• _Zu erledigende Aufgaben_:
1. Nennen Sie sämtliche Zahlenangaben, die im Textauszug in Ziffern geschrieben stehen, in der Reihenfolge ihres Auftretens.
2. Extrahieren Sie aus den Einträgen jede Zeile, in der die Zeichenfolge „pier“ vorkommt, wobei Groß- und Kleinschreibung zu beachten ist.

• _Auszug aus Quelle_:
Di. 13.9.2022 / 18.00 mit Gast: Hanna Helfmeier, Abiturientin und Seglerin. Moderation: Heinz-Martin Krauß, Nebelthau-Gymnasium
Tahiti 1983: US-Backpackerin Tami aus San Diego lässt sie sich durch die Welt treiben, wechselt von einem Ort und Job zum nächsten. Was als nächstes passieren wird, überlässt sie dem Schicksal, und das führt sie zu Richard, einem britischen Profi-Segler. Ein Traummann auf einer Trauminsel, alles ist perfekt. Bald hat das junge Paar auch einen lukrativen Auftrag an Land gezogen. Sie sollen die Luxusjacht eines Ehepaares von Tahiti nach San Diego überführen. Glücklich starten sie ins Abenteuer, doch unerwartet trifft sie 2000 Seemeilen vom Festland entfernt ein gewaltiger Hurrikan. Das Boot ist nur noch ein Wrack, Richard lebensgefährlich verletzt und Tami hat keinerlei Segelerfahrung.
„Die Farbe des Horizonts“ beruht auf wahren Ereignissen, die Tami Oldham Ashcraft über ihren 41 Tage währenden Schiffbruch im Buch „Red Sky in Mourning: A True Story of Love, Loss and Survival at Sea“ schrieb.

• _Daten zur Aufgabe_:
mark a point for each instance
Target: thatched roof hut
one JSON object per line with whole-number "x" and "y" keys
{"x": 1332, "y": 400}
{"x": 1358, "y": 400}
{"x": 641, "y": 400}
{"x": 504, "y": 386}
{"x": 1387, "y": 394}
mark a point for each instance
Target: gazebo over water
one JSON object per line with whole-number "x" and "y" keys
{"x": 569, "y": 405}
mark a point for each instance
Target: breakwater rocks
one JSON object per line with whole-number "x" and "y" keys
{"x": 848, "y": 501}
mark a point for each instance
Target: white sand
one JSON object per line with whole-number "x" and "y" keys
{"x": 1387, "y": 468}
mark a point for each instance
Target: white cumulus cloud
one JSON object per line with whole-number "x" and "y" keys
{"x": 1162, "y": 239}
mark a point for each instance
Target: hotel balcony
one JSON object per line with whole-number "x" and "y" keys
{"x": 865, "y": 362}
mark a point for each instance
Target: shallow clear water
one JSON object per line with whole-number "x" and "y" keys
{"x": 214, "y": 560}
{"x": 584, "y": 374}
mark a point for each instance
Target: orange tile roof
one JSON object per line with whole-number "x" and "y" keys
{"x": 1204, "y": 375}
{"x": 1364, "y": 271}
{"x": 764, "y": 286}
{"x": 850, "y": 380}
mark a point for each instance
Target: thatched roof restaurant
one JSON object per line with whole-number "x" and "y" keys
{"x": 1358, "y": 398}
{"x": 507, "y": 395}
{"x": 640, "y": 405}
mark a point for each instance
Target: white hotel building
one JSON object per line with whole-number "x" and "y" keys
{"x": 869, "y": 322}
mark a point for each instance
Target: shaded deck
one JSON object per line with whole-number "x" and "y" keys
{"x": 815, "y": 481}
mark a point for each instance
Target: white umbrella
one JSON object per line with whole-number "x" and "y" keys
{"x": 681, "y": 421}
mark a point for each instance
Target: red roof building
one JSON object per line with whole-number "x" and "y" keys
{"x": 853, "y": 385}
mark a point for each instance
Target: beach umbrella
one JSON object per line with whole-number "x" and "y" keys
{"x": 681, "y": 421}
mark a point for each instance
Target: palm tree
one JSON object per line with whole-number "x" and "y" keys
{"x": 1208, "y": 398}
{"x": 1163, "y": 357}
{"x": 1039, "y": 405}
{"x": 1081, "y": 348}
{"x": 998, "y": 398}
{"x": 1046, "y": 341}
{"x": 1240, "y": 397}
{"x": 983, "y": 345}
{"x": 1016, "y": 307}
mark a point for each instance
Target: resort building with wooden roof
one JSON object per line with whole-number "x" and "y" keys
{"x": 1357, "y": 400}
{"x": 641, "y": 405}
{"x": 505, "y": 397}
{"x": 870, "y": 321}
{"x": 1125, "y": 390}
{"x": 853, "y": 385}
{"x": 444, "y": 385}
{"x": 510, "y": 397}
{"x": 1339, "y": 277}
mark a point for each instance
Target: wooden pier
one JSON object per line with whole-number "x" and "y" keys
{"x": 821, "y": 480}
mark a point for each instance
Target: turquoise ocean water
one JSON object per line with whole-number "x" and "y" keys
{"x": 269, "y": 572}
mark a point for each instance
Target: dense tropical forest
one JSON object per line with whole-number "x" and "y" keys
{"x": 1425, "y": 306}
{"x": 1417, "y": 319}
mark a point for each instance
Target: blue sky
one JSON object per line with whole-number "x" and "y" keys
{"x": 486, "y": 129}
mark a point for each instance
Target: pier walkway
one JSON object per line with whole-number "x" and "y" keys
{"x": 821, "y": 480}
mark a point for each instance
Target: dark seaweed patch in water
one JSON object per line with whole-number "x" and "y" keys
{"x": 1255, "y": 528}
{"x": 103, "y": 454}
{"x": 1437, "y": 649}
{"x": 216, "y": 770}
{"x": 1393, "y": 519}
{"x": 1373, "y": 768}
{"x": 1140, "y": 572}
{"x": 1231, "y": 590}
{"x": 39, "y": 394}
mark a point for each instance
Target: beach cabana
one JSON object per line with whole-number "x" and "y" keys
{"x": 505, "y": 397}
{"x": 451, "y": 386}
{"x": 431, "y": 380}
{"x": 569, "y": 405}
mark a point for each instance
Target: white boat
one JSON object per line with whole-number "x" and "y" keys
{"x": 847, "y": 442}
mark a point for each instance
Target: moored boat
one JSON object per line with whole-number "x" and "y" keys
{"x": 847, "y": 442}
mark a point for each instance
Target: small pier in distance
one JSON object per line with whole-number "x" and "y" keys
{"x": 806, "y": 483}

• _Lösungen je Aufgabe_:
1.
13.9.2022
18.00
1983
2000
41

2.
Target: wooden pier
Target: pier walkway
Target: small pier in distance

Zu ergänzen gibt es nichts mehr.